- **Problem details**: A word-for-word copy of the entries is needed, and it should contain no images.

Text-to-region grounding data
------
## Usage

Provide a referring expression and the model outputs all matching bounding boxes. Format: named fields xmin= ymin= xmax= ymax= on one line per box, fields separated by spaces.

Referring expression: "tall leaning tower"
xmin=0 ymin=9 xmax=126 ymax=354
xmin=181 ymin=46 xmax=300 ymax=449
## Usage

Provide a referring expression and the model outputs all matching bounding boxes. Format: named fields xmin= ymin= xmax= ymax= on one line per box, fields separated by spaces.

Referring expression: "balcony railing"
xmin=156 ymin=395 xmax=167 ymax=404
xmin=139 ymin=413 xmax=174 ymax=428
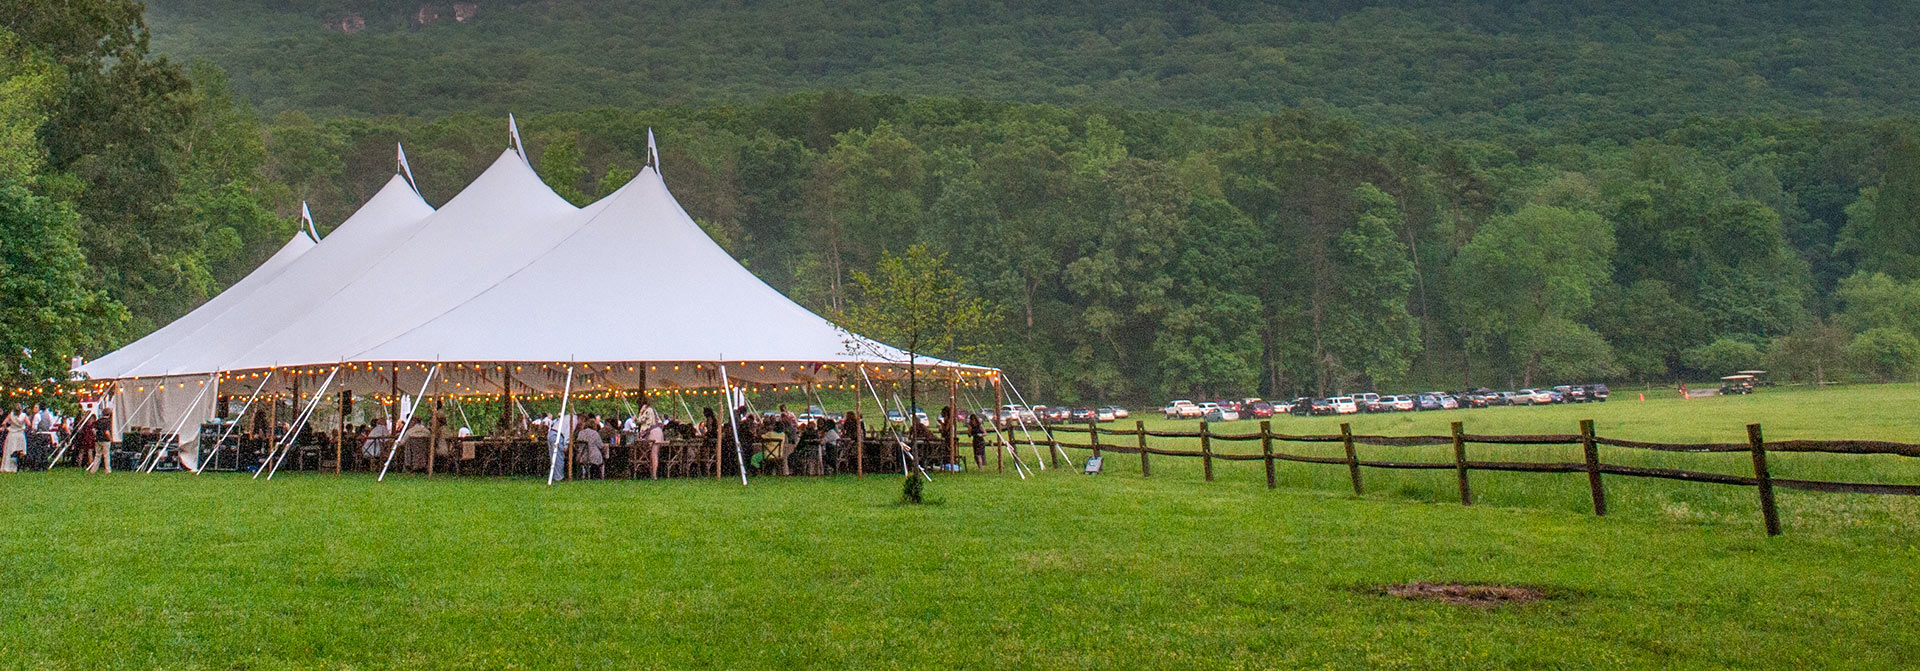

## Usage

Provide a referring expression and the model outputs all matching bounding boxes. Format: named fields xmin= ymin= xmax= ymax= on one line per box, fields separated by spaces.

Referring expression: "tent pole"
xmin=993 ymin=377 xmax=1005 ymax=473
xmin=199 ymin=371 xmax=273 ymax=474
xmin=720 ymin=365 xmax=748 ymax=485
xmin=501 ymin=366 xmax=515 ymax=434
xmin=547 ymin=367 xmax=574 ymax=486
xmin=379 ymin=365 xmax=440 ymax=482
xmin=145 ymin=373 xmax=217 ymax=473
xmin=267 ymin=367 xmax=338 ymax=479
xmin=948 ymin=377 xmax=958 ymax=468
xmin=854 ymin=375 xmax=864 ymax=477
xmin=964 ymin=385 xmax=1026 ymax=478
xmin=335 ymin=390 xmax=347 ymax=475
xmin=388 ymin=362 xmax=399 ymax=429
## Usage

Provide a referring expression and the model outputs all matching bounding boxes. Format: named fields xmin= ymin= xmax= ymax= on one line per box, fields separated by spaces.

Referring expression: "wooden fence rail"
xmin=1036 ymin=419 xmax=1920 ymax=536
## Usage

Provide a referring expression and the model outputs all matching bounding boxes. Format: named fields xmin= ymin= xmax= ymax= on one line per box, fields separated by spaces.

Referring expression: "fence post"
xmin=1340 ymin=423 xmax=1362 ymax=495
xmin=1747 ymin=423 xmax=1781 ymax=536
xmin=1451 ymin=421 xmax=1472 ymax=506
xmin=1050 ymin=427 xmax=1061 ymax=470
xmin=1088 ymin=420 xmax=1101 ymax=461
xmin=1261 ymin=420 xmax=1275 ymax=489
xmin=1580 ymin=419 xmax=1606 ymax=516
xmin=1200 ymin=420 xmax=1214 ymax=482
xmin=1136 ymin=420 xmax=1150 ymax=477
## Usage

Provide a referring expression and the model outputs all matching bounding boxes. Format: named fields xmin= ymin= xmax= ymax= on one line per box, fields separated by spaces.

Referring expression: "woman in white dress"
xmin=2 ymin=406 xmax=28 ymax=472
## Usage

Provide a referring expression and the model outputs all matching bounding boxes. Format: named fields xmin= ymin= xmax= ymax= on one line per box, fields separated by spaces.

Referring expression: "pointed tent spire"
xmin=508 ymin=114 xmax=529 ymax=165
xmin=299 ymin=201 xmax=319 ymax=241
xmin=646 ymin=128 xmax=660 ymax=175
xmin=397 ymin=142 xmax=418 ymax=194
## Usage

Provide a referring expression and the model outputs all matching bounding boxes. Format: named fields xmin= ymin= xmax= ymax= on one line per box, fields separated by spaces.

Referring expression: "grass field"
xmin=2 ymin=385 xmax=1916 ymax=669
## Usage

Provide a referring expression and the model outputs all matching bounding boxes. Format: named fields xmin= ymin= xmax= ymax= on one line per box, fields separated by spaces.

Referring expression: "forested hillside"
xmin=144 ymin=0 xmax=1920 ymax=130
xmin=5 ymin=0 xmax=1920 ymax=404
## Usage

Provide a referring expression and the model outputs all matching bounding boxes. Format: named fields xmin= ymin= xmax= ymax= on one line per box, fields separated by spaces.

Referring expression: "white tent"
xmin=80 ymin=231 xmax=314 ymax=381
xmin=348 ymin=162 xmax=991 ymax=390
xmin=175 ymin=149 xmax=584 ymax=376
xmin=98 ymin=174 xmax=437 ymax=380
xmin=87 ymin=173 xmax=433 ymax=461
xmin=80 ymin=132 xmax=994 ymax=448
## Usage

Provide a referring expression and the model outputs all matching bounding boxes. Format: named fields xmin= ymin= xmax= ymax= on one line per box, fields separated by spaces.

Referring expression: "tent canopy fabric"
xmin=81 ymin=136 xmax=994 ymax=405
xmin=105 ymin=174 xmax=437 ymax=380
xmin=78 ymin=231 xmax=315 ymax=381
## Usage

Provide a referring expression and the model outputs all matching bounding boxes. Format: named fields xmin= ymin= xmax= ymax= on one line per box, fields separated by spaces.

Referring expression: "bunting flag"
xmin=397 ymin=142 xmax=418 ymax=194
xmin=299 ymin=201 xmax=318 ymax=241
xmin=646 ymin=127 xmax=660 ymax=174
xmin=508 ymin=114 xmax=529 ymax=165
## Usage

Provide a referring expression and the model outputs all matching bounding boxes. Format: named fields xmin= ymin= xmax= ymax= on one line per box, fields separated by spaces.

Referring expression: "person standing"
xmin=969 ymin=413 xmax=986 ymax=468
xmin=76 ymin=412 xmax=101 ymax=473
xmin=2 ymin=406 xmax=27 ymax=472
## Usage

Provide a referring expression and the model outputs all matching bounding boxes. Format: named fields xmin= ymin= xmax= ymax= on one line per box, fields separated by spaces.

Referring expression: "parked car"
xmin=1463 ymin=394 xmax=1490 ymax=408
xmin=1219 ymin=400 xmax=1243 ymax=415
xmin=1096 ymin=407 xmax=1118 ymax=422
xmin=1277 ymin=398 xmax=1305 ymax=415
xmin=999 ymin=404 xmax=1037 ymax=423
xmin=1110 ymin=406 xmax=1130 ymax=418
xmin=1329 ymin=396 xmax=1359 ymax=415
xmin=1243 ymin=399 xmax=1276 ymax=418
xmin=1415 ymin=394 xmax=1442 ymax=411
xmin=1487 ymin=391 xmax=1514 ymax=407
xmin=1045 ymin=407 xmax=1071 ymax=422
xmin=1198 ymin=402 xmax=1240 ymax=422
xmin=1552 ymin=385 xmax=1589 ymax=403
xmin=1390 ymin=394 xmax=1416 ymax=411
xmin=1352 ymin=392 xmax=1381 ymax=411
xmin=1364 ymin=397 xmax=1393 ymax=413
xmin=1306 ymin=398 xmax=1337 ymax=415
xmin=1511 ymin=389 xmax=1543 ymax=405
xmin=1163 ymin=400 xmax=1203 ymax=419
xmin=1068 ymin=408 xmax=1097 ymax=423
xmin=1435 ymin=393 xmax=1460 ymax=410
xmin=1586 ymin=384 xmax=1610 ymax=402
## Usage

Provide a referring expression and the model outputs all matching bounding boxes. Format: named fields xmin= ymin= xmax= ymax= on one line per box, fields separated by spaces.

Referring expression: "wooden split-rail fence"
xmin=1026 ymin=419 xmax=1920 ymax=536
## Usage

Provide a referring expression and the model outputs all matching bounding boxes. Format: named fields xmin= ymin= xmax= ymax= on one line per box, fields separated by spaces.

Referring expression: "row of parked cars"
------
- **Solution to the problem**:
## Usage

Provide a referring expression and the model outputs all matching bounding boxes. Format: named fields xmin= ymin= xmax= ymax= on one line per box, fields separated by spaces.

Referring expression: "tall leaning tower"
xmin=0 ymin=9 xmax=126 ymax=354
xmin=181 ymin=46 xmax=300 ymax=449
## Usage

Provide a referring expression and the model outputs all matching bounding boxes. Format: named fields xmin= ymin= xmax= ymax= on one line per box, fields separated by spaces.

Referring expression: "balcony railing"
xmin=156 ymin=395 xmax=167 ymax=404
xmin=139 ymin=413 xmax=174 ymax=428

## Usage

Provide a referring expression and the model outputs all matching bounding boxes. Format: named fields xmin= ymin= xmax= ymax= on one line per box, fields separated by spaces.

Referring expression: "tent pole"
xmin=993 ymin=377 xmax=1005 ymax=473
xmin=199 ymin=371 xmax=273 ymax=474
xmin=720 ymin=365 xmax=748 ymax=485
xmin=501 ymin=366 xmax=515 ymax=434
xmin=547 ymin=367 xmax=574 ymax=486
xmin=379 ymin=365 xmax=440 ymax=482
xmin=145 ymin=373 xmax=217 ymax=473
xmin=267 ymin=367 xmax=338 ymax=479
xmin=948 ymin=377 xmax=958 ymax=468
xmin=854 ymin=375 xmax=864 ymax=477
xmin=964 ymin=385 xmax=1026 ymax=478
xmin=335 ymin=390 xmax=347 ymax=475
xmin=388 ymin=362 xmax=399 ymax=429
## Usage

Provide a referring expression and the model outputs all matching bounding boxes. Format: named fields xmin= ymin= xmax= ymax= on one line per box, fields separated by spaces.

Referring expression: "wooden fence rail"
xmin=1036 ymin=419 xmax=1920 ymax=536
## Usage

Provide a referring expression and the model outputs all matching bounding boxes. Format: named fields xmin= ymin= xmax= ymax= on one line per box, fields separated by spaces.

Referring expression: "fence post"
xmin=1340 ymin=423 xmax=1362 ymax=495
xmin=1747 ymin=423 xmax=1781 ymax=536
xmin=1451 ymin=421 xmax=1472 ymax=506
xmin=1050 ymin=427 xmax=1061 ymax=470
xmin=1088 ymin=420 xmax=1101 ymax=461
xmin=1261 ymin=420 xmax=1275 ymax=489
xmin=1580 ymin=419 xmax=1606 ymax=516
xmin=1200 ymin=420 xmax=1214 ymax=482
xmin=1136 ymin=420 xmax=1150 ymax=477
## Usage

Provide a referring expression and the model outputs all matching bounding boxes. Format: named fields xmin= ymin= xmax= ymax= on one line per box, fields separated by spaces.

Referring expression: "woman in white dress"
xmin=2 ymin=406 xmax=28 ymax=472
## Usage

Provide a referring expression and the model outputs all matching bounding boxes. Format: named fields xmin= ymin= xmax= ymax= on one line per box, fields separated by spaces.

Referring expression: "pointed tent spire"
xmin=508 ymin=114 xmax=529 ymax=165
xmin=299 ymin=201 xmax=319 ymax=241
xmin=646 ymin=128 xmax=660 ymax=175
xmin=397 ymin=142 xmax=418 ymax=194
## Usage

Provide a referring expression and the model outputs all matching bounding boxes. Format: named fields xmin= ymin= xmax= ymax= on one line per box, fields separated by spaces.

Referring expression: "grass field"
xmin=2 ymin=385 xmax=1916 ymax=669
## Usage

Provide a referring expression and the model outputs all matching bounding boxes. Format: named fields xmin= ymin= xmax= ymax= on one line per box, fields separated by spaces.

Referring expression: "forested hillside"
xmin=144 ymin=0 xmax=1920 ymax=130
xmin=5 ymin=0 xmax=1920 ymax=404
## Usage

Provide a referring expression and the model outputs all matching bounding boxes. Format: named fields xmin= ymin= xmax= ymax= on one line per box, fields separated by spaces.

Referring expression: "white tent"
xmin=80 ymin=231 xmax=314 ymax=381
xmin=348 ymin=162 xmax=991 ymax=390
xmin=175 ymin=149 xmax=584 ymax=376
xmin=98 ymin=174 xmax=437 ymax=380
xmin=87 ymin=173 xmax=433 ymax=461
xmin=80 ymin=132 xmax=994 ymax=448
## Usage

Provide a referring expression and the model outputs all matching bounding boxes. Format: named fields xmin= ymin= xmax= ymax= on one line per box, fields separated by spaces.

Referring expression: "tent canopy fabric"
xmin=81 ymin=136 xmax=994 ymax=405
xmin=105 ymin=174 xmax=437 ymax=380
xmin=78 ymin=231 xmax=315 ymax=381
## Usage

Provide a referring expression and the model outputs all matching bounding boxes. Format: named fields xmin= ymin= xmax= ymax= on one line per box, fields separated by spaces.

Referring expression: "bunting flag"
xmin=397 ymin=142 xmax=418 ymax=194
xmin=299 ymin=201 xmax=318 ymax=241
xmin=646 ymin=127 xmax=660 ymax=174
xmin=508 ymin=114 xmax=529 ymax=165
## Usage

Provide a referring expression and the model outputs all matching bounding boxes. Format: named fields xmin= ymin= xmax= ymax= on one line per box, fields separated by spaces.

Referring expression: "person standing"
xmin=969 ymin=413 xmax=986 ymax=468
xmin=76 ymin=412 xmax=101 ymax=473
xmin=2 ymin=406 xmax=27 ymax=472
## Usage

Provide a referring expression and the model outputs all matching bounding boxes. Format: named fields xmin= ymin= xmax= ymax= on one line per box, fields separated by spaces.

Referring expression: "parked car"
xmin=1463 ymin=394 xmax=1490 ymax=408
xmin=1219 ymin=400 xmax=1243 ymax=415
xmin=1096 ymin=407 xmax=1118 ymax=422
xmin=1277 ymin=398 xmax=1305 ymax=415
xmin=999 ymin=404 xmax=1037 ymax=423
xmin=1110 ymin=406 xmax=1130 ymax=418
xmin=1329 ymin=396 xmax=1359 ymax=415
xmin=1243 ymin=399 xmax=1276 ymax=418
xmin=1415 ymin=394 xmax=1442 ymax=411
xmin=1487 ymin=391 xmax=1514 ymax=407
xmin=1045 ymin=407 xmax=1071 ymax=422
xmin=1198 ymin=402 xmax=1240 ymax=422
xmin=1552 ymin=385 xmax=1589 ymax=403
xmin=1390 ymin=394 xmax=1416 ymax=411
xmin=1352 ymin=392 xmax=1381 ymax=411
xmin=1364 ymin=397 xmax=1393 ymax=413
xmin=1306 ymin=398 xmax=1337 ymax=415
xmin=1511 ymin=389 xmax=1543 ymax=405
xmin=1163 ymin=400 xmax=1203 ymax=419
xmin=1068 ymin=408 xmax=1097 ymax=423
xmin=1435 ymin=393 xmax=1460 ymax=410
xmin=1586 ymin=384 xmax=1610 ymax=402
## Usage

Provide a referring expression and the model outputs all matching bounding boxes. Format: named fields xmin= ymin= xmax= ymax= on one line per box, fields separated by spaces.

Referring expression: "wooden split-rail fence"
xmin=1026 ymin=419 xmax=1920 ymax=536
## Usage

Provide a referring expression and the model outputs all matching bounding boxes. Format: named fields xmin= ymin= xmax= ymax= on one line per box, fields separated by spaces.

Referring expression: "row of parked cars"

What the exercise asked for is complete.